Article:
Ioanna Iordanou is a Job-Search Adviser and Postgraduate Researcher Enterprise Skills Tutor at the University of Warwick. She also works as a Postdoctoral Researcher for Warwick Business School. She tweets (@IoannaIordanou) and blogs (Ioanna's Employ-Ability Blog).

In my previous two blog posts I underlined the urgency of turning one’s attention inwards in order to understand who they are and what they wish to pursue, while also identifying their strengths, needs and drives and building a robust skillset. Now it's time for action!

In this blog post, I will focus on action towards academic routes. We know for a fact that academic jobs at the moment are as effortless to find as a Hobbit under your bed! No surprise there! Yet, it’s easy bemoan the competition and toss the responsibility there. The question is, what do YOU do about it? What can YOU control in the process? And, trust me, there is a lot!

The 10 Commandments of the Academic in the Making

If you are really serious about an entry level academic position, it is paramount that you start thinking, breathing, talking and acting like an academic. The following are your new 10 Commandments:
1. Research agenda:

What you have done or are currently working on is not enough. What are your future research plans? Where do you see yourself 5 years from now? Don’t take this light-heartedly. The PhD experience has been uncertain enough! The traineeship is over! You’re a professional now and if you’re serious about your career, you’ll have to be a strategist. The more conscious you are of your research plan, the more clearly and coherently you can articulate it, the more convincing you will be about your reliability as future expert in your field.

2. Research Dissemination/Publications:

Be specific about the journals you wish to disseminate your research in; the publishers you wish to target; the conferences you wish to speak at.

3. Funding:

It’s all about the money and you know it. Any successful funding bids so far? Which funding bodies are you planning to approach? Have you thought of research projects that can attract funding? Time to start planning!

4. Impact:
If you are looking for a job in a UK (research-led) institution, you have to be able to demonstrate how your work is likely to engage wider audiences outside the academe. This could include:
  • Media/Press Engagement
  • Consulting
  • Policy input/Workshops for practitioners
  • Input to Industry

Now, except rather vague guidelines, there is no specific way of measuring the actual impact of one’s research. This is the farcical irony of the whole affair. Still, the more impactful your research is, the more likely it is to attact interest (and get you that promotion!) Consider how your work can have a tangible influence, implement an institutional change, or alter the way people think or act in a demonstrable way.

Record set:
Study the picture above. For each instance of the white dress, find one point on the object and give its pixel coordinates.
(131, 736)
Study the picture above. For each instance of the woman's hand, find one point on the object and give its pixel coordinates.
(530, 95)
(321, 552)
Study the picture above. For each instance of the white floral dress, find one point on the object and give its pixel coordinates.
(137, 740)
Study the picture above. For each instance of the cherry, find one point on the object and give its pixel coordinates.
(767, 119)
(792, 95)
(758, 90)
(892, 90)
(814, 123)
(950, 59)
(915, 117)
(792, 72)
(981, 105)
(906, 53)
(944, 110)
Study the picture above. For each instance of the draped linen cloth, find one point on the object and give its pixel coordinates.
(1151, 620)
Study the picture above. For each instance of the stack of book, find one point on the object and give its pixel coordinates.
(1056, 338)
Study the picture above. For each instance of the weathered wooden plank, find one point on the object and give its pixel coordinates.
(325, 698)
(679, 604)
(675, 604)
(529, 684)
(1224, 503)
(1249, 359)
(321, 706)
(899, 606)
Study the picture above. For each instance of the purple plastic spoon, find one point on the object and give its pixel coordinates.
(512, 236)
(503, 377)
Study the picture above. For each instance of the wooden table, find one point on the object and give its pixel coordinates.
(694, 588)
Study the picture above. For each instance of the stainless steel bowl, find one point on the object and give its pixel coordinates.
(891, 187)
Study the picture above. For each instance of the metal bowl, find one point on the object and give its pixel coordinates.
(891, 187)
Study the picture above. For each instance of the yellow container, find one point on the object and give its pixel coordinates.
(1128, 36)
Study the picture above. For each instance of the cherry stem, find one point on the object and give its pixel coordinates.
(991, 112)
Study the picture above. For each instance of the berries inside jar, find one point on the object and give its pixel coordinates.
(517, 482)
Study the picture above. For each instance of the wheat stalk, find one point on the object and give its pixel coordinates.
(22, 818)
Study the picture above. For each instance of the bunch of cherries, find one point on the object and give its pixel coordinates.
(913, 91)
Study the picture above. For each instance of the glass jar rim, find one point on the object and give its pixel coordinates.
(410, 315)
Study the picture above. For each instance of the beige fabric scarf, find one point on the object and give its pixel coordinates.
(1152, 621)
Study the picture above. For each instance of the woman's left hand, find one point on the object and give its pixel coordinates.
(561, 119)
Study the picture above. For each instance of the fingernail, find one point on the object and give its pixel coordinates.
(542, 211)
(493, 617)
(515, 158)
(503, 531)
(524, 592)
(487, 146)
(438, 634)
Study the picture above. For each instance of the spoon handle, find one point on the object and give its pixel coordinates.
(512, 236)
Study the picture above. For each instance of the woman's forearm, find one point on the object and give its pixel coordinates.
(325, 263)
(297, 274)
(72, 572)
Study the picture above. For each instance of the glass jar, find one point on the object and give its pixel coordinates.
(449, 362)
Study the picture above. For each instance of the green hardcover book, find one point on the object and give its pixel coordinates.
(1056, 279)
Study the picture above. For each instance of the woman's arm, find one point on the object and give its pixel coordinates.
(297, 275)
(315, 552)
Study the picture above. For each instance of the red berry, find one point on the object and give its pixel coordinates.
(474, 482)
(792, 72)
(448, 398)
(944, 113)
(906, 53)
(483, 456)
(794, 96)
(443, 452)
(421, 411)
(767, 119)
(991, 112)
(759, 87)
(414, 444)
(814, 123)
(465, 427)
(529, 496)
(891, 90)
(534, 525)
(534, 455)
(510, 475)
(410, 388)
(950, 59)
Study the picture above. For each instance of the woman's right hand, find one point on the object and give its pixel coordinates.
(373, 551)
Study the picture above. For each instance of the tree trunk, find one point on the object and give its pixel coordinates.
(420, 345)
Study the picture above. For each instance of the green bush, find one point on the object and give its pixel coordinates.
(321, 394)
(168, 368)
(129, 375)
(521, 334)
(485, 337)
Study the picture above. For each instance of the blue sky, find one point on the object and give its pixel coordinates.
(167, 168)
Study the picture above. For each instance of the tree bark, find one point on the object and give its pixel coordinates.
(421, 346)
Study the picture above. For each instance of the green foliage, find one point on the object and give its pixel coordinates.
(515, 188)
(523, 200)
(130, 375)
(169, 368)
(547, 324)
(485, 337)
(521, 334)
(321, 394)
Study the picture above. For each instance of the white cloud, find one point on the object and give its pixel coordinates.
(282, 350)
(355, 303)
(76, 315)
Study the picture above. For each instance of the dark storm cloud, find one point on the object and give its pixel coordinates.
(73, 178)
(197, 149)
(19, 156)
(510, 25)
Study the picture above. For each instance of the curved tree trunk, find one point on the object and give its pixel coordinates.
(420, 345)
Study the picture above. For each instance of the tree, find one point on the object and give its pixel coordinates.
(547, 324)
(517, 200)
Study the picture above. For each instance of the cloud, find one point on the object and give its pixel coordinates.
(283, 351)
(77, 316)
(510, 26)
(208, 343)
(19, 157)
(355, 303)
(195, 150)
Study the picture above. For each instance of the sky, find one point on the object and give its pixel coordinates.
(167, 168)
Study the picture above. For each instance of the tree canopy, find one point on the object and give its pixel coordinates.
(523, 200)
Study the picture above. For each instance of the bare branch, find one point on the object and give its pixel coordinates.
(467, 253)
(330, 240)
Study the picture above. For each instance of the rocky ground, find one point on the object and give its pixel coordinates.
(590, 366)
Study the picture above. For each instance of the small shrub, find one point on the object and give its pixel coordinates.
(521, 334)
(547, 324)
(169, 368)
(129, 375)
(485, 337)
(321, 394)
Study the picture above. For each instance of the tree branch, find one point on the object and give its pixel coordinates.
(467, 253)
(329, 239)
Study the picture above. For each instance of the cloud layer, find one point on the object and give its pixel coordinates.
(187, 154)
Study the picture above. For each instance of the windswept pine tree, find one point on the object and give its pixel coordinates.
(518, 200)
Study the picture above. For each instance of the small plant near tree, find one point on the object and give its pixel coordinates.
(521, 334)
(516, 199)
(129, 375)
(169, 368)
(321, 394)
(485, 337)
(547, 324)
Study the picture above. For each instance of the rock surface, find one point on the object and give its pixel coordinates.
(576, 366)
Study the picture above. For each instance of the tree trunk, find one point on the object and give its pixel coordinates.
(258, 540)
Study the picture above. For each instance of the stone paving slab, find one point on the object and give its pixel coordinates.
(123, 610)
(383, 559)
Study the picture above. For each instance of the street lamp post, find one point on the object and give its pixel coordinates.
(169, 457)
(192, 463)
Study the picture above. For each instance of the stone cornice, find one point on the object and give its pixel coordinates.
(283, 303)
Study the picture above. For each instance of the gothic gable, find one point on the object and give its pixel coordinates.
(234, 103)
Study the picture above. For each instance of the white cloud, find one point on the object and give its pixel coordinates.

Objective: Transcribe the blog post on academic careers from "Be specific about" up to and including "to start planning!". The records have no connection to the blog post on academic careers.

Response to this exercise:
Be specific about the journals you wish to disseminate your research in; the publishers you wish to target; the conferences you wish to speak at.

3. Funding:

It’s all about the money and you know it. Any successful funding bids so far? Which funding bodies are you planning to approach? Have you thought of research projects that can attract funding? Time to start planning!